The task
Your task is to output all the records below, word for word.

───── Information ─────

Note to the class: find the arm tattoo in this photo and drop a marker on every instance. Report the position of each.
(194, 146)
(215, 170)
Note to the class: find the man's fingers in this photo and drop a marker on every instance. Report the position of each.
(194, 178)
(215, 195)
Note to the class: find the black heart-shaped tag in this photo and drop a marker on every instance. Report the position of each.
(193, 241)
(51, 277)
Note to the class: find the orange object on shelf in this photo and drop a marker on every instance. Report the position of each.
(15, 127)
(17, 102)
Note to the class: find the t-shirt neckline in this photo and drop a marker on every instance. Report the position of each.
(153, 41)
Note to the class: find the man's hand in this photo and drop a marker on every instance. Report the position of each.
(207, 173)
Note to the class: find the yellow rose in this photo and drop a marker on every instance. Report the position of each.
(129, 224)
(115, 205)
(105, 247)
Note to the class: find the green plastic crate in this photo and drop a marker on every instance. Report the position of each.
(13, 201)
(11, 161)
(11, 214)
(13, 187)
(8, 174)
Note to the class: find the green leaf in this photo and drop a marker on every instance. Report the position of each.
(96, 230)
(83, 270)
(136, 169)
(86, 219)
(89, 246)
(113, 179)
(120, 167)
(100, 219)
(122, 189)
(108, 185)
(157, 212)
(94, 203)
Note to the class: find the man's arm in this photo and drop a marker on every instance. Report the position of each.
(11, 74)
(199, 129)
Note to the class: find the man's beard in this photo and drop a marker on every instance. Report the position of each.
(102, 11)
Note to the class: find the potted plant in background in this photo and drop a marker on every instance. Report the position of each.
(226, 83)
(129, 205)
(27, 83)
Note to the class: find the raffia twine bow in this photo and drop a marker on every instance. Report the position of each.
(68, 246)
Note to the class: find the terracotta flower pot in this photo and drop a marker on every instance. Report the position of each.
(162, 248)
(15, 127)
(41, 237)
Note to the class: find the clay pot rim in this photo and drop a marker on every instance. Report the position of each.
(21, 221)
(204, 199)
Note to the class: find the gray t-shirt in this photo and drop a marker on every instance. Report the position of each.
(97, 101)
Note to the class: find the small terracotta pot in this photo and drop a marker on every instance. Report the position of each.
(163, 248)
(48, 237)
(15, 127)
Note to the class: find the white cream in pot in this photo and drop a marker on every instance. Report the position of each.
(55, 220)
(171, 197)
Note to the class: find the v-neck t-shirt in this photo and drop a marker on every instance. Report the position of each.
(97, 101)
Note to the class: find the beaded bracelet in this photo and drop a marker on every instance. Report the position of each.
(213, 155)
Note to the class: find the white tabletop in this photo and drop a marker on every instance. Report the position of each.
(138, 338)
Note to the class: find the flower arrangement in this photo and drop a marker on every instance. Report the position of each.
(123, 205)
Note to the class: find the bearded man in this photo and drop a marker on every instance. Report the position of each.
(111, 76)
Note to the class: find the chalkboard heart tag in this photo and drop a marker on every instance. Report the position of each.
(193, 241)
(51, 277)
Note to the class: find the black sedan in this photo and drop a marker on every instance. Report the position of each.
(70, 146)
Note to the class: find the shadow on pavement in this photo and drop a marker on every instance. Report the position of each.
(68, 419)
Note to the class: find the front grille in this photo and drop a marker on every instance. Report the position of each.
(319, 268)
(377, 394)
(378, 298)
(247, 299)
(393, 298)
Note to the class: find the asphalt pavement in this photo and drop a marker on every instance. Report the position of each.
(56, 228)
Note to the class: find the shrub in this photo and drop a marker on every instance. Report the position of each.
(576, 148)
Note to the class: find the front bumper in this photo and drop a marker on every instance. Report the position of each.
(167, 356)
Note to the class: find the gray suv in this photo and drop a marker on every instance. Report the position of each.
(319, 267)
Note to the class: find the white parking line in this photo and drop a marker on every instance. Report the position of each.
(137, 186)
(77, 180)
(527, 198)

─────

Answer space
Note to the class: find the arm tattoo in this photo and drop a marker on every instance. Report the position of each.
(194, 146)
(215, 170)
Note to the class: find the man's fingers in this photo and drop a marker on every instance. Report the position of each.
(194, 178)
(215, 195)
Note to the class: find the black heart-shaped tag in this photo and drop a marker on every instance. Report the position of each.
(193, 241)
(51, 277)
Note to the class: find the orange object on shelf in this photo and drop a marker on every instance. Report the position of each.
(15, 127)
(17, 102)
Note to the class: find the t-shirt neckline in this photo and drop a marker on every instance. Report the position of each.
(153, 41)
Note to the class: find the man's hand in this photo and drop a marker on every instance. Report the position of each.
(207, 173)
Note to the class: find the yellow rose in this photo and drop a marker on every instance. Report the position of each.
(129, 224)
(115, 205)
(105, 247)
Note to the class: find the green plastic crate in this photo and drop a marker on every instance. Report the position of each.
(13, 201)
(11, 161)
(11, 214)
(13, 187)
(8, 174)
Note to the class: find the green leaf in this photo and drop a marker on every instance. Report the position of each.
(96, 230)
(83, 270)
(136, 169)
(86, 219)
(89, 246)
(113, 179)
(120, 167)
(100, 219)
(122, 189)
(108, 185)
(157, 212)
(94, 203)
Note to the class: find the man's arm in this photo and drop a marker on every instance. Report the position of each.
(11, 74)
(199, 129)
Note to the class: find the man's beard in this photo and drop a marker on every instance. Report the position of each.
(102, 11)
Note to the class: find the potted plant in background in this photo and drop a marker on every instance. Report the position of each.
(226, 83)
(129, 205)
(27, 83)
Note to the class: find the raffia twine bow in this photo and drop a marker on every instance. Report the position of each.
(68, 246)
Note to the class: find the terracotta flower pot in this photo and drop a marker on every instance. Report the position of each.
(162, 248)
(15, 127)
(41, 237)
Note to the class: find the clay pot rim in this photo and drop a marker on every instance. Report the position of each.
(21, 221)
(204, 199)
Note to the class: find the gray t-shirt in this photo and drop a marker on every instance. Report the position of each.
(97, 101)
Note to the class: find the small terracotta pot in this photo and drop a marker on every instance. Report the position of each.
(163, 248)
(48, 237)
(15, 127)
Note to the class: find the white cream in pot in this photo and drop a marker on every instance. Report the position of each.
(55, 220)
(171, 197)
Note to the class: find the v-neck t-shirt in this photo and drop a marker on every instance. Report the position of each.
(97, 101)
Note to the class: find the beaded bracelet in this photo and drop a marker on every instance. Report the position of each.
(213, 155)
Note to the class: find the white tabletop in this photo and drop a marker on every instance. Report the position of each.
(138, 338)
Note to the class: find the flower arrangement in this photo and drop a marker on every instance. Report the position of each.
(123, 205)
Note to the class: find the bearded man in this photo and drop a marker on every instance. Report the position of each.
(111, 76)
Note to the class: find the chalkboard heart tag in this photo and drop a marker on every instance. Report the position of each.
(193, 241)
(51, 277)
Note to the class: find the black sedan in this photo and drop a marker on every instance. Report the position of each.
(70, 146)
Note to the class: find the shadow on pavement in this photo and drop a marker on every instance. Report the position of each.
(68, 419)
Note to the class: find the front grille in this photo and drop a marker on every instance. Report the position of each.
(319, 268)
(377, 394)
(378, 298)
(247, 299)
(393, 298)
Note to the class: find the asphalt pavement in this photo and drop a marker on every instance. Report the position of each.
(56, 228)
Note to the class: find the shrub in this photo and drop a marker on every instance. Report the position of each.
(576, 148)
Note to the class: find the front bumper in this photo and drop a marker on every instance. Report the position of each.
(167, 356)
Note to the class: find the gray suv in this photo and drop a marker on every instance. Report the position of each.
(319, 267)
Note to the class: find the white parking line in this photo and drop a marker on every instance. Report the position of each.
(137, 186)
(77, 180)
(527, 198)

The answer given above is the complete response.